** Entries shown follows **

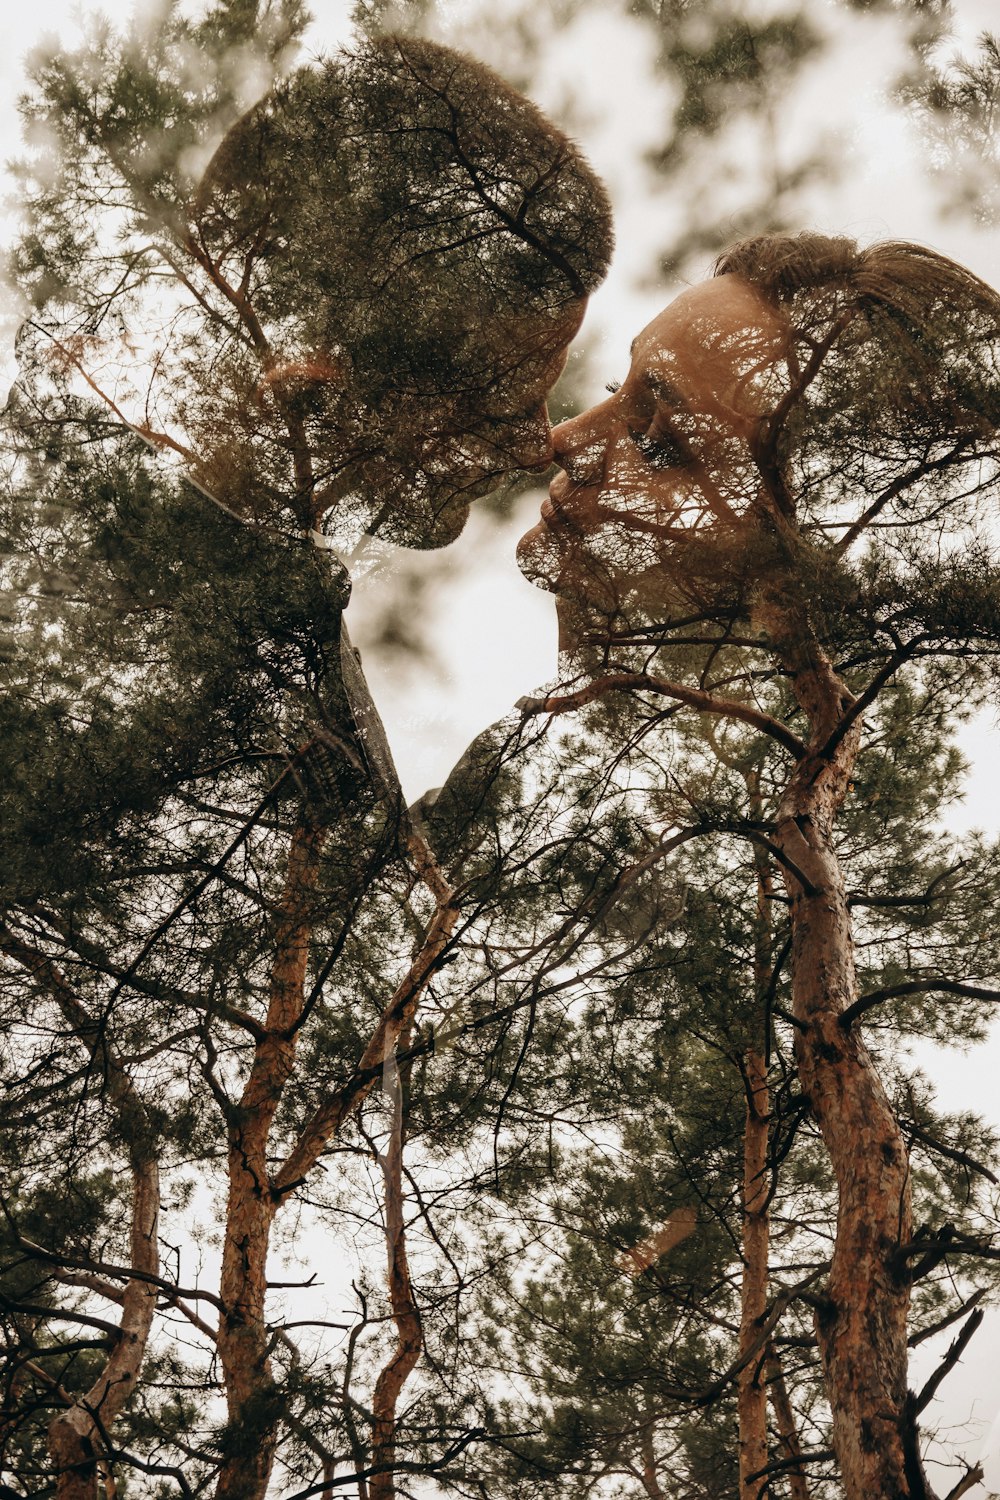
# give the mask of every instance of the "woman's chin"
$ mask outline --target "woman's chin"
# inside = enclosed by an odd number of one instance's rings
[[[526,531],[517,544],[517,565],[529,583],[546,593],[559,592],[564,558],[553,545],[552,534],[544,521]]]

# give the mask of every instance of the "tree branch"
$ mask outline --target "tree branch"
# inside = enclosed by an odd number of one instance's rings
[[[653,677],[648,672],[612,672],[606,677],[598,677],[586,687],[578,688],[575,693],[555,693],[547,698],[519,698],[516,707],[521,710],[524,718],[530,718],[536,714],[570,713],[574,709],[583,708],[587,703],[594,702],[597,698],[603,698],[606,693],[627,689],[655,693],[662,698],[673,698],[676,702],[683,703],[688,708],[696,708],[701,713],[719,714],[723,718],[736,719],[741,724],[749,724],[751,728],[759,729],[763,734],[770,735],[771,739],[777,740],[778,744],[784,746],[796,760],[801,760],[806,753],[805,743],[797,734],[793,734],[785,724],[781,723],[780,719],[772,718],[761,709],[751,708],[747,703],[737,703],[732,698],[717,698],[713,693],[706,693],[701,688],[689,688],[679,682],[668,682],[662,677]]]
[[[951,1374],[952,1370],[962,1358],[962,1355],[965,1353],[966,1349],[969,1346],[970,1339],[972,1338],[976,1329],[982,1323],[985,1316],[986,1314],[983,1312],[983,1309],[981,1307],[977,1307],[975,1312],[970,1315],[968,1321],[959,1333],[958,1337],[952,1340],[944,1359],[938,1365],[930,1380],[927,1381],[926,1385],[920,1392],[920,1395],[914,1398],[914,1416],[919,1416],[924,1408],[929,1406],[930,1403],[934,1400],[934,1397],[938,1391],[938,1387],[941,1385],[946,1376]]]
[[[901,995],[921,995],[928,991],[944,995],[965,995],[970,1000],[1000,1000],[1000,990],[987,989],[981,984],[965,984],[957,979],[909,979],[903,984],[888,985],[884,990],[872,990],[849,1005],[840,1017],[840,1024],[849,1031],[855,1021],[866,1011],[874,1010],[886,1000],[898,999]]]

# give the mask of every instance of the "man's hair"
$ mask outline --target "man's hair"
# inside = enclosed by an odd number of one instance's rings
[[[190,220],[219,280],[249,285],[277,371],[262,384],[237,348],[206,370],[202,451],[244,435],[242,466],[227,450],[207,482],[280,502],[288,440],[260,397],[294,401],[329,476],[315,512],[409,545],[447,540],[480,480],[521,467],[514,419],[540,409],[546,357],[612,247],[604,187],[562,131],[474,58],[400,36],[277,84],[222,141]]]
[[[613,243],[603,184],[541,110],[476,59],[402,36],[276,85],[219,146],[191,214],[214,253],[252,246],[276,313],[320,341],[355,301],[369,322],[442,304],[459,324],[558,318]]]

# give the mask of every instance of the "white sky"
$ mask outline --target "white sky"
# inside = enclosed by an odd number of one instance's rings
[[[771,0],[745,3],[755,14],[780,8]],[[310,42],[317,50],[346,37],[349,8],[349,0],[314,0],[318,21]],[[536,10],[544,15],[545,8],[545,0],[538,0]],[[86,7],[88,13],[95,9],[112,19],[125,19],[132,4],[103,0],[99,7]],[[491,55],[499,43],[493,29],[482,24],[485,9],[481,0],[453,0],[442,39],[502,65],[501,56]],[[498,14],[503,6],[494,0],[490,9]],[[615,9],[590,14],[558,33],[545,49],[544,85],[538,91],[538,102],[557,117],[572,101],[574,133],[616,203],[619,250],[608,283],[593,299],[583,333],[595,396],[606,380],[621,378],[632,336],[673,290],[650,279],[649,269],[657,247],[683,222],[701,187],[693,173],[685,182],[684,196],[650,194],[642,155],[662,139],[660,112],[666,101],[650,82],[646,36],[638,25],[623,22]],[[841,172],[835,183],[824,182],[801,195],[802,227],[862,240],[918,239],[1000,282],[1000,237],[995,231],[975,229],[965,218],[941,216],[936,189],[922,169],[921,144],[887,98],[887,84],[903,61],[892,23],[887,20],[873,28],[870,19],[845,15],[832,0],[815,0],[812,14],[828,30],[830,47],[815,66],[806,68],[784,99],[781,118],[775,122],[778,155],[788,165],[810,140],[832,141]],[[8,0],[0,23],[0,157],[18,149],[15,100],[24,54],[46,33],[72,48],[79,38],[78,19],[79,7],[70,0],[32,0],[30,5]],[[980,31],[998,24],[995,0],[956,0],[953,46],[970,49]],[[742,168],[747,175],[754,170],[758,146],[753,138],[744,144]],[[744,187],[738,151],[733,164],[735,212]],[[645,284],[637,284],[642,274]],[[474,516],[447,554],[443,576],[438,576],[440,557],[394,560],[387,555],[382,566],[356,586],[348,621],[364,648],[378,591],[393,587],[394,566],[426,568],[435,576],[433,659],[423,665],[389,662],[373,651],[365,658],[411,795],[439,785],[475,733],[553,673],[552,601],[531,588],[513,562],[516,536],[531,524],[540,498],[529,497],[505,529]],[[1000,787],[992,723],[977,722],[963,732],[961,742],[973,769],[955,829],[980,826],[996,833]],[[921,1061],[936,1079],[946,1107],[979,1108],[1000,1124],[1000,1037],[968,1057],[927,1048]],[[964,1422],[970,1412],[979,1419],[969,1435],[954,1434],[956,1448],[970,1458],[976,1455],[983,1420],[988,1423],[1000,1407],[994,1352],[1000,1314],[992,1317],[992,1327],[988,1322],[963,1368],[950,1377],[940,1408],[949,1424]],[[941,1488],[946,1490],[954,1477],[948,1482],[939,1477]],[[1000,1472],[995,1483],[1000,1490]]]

** End of Entries shown **
** Entries shown follows **

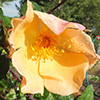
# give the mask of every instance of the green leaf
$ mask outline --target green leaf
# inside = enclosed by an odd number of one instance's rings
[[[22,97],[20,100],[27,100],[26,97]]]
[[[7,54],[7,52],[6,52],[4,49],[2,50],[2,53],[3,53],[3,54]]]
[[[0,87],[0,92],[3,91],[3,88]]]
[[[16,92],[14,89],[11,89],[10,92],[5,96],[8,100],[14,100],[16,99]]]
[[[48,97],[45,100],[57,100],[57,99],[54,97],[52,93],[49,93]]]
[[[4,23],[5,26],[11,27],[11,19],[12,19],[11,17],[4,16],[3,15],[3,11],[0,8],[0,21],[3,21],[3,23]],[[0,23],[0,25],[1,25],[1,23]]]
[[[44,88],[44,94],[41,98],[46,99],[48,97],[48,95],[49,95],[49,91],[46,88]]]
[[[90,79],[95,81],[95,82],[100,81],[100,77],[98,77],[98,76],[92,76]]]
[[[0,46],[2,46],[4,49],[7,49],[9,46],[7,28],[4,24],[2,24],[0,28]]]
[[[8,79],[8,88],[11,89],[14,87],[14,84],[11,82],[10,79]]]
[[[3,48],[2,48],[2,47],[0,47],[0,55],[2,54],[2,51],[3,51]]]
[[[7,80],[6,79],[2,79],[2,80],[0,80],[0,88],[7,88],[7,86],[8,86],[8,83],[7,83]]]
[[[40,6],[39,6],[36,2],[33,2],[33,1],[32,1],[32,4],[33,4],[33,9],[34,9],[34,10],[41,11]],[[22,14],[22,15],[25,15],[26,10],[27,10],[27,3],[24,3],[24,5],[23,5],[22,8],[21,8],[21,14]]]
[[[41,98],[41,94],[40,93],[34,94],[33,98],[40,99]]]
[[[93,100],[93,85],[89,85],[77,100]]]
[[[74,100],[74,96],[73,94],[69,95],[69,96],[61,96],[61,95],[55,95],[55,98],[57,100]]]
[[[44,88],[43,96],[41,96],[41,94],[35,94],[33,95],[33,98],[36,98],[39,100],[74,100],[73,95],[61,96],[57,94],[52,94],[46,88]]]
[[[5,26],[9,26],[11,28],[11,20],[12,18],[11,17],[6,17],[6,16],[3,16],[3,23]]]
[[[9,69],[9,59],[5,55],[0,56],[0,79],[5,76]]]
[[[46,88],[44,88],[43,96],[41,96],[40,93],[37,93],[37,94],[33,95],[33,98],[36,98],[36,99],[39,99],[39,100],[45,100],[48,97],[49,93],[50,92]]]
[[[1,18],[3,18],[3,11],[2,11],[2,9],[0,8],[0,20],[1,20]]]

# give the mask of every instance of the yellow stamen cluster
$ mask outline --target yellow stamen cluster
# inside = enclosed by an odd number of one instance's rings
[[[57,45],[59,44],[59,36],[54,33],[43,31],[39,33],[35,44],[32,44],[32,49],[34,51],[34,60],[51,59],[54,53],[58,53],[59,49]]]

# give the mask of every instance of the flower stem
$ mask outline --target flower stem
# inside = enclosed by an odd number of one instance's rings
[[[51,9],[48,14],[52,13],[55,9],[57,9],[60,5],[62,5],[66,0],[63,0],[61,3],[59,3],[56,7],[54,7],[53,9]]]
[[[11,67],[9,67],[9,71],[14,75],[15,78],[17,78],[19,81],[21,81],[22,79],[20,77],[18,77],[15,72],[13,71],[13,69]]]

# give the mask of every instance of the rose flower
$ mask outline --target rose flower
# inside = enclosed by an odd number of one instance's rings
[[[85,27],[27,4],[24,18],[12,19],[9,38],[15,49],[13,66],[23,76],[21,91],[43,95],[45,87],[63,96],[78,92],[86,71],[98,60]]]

** End of Entries shown **
** Entries shown follows **

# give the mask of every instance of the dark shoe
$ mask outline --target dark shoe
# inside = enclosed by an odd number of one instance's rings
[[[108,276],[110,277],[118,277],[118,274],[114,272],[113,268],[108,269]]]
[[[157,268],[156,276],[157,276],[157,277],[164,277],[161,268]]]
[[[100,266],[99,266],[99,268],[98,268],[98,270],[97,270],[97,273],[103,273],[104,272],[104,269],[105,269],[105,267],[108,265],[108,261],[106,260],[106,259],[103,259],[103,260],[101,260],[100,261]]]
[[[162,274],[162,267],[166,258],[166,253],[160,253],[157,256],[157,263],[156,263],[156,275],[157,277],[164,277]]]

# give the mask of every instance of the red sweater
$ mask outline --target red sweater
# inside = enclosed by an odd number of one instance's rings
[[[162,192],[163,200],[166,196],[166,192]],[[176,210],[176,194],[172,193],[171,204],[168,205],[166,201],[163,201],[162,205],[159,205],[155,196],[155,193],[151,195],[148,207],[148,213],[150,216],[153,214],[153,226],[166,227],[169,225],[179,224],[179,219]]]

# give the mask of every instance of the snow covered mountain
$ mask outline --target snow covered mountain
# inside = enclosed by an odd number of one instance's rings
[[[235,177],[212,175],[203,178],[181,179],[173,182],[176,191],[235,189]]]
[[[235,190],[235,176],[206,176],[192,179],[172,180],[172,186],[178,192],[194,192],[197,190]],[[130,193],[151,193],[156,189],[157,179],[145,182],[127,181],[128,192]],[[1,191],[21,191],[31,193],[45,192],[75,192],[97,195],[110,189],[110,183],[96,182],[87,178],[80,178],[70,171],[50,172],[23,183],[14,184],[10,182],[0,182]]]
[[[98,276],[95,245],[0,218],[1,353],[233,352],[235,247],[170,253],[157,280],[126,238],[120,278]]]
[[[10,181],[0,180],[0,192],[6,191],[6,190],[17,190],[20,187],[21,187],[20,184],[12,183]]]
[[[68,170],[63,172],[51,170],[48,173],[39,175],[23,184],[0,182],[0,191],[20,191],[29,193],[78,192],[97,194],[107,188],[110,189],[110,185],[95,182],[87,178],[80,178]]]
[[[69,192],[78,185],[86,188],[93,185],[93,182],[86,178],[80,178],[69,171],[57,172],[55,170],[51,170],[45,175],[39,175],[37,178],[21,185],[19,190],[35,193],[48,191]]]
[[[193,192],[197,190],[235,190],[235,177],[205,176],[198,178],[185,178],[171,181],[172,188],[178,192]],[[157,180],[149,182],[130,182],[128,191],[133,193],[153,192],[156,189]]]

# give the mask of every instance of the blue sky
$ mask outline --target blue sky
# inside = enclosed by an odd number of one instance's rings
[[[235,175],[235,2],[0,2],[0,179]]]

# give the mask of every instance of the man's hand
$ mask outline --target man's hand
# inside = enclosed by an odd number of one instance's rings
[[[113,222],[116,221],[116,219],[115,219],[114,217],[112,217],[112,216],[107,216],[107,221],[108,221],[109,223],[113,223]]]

** End of Entries shown **

*Description of the task*. Only lines that contain "hair" are needed, so copy each of them from the data.

*Solution to this task*.
# give the mask of every instance of the "man's hair"
$ mask outline --target "man's hair"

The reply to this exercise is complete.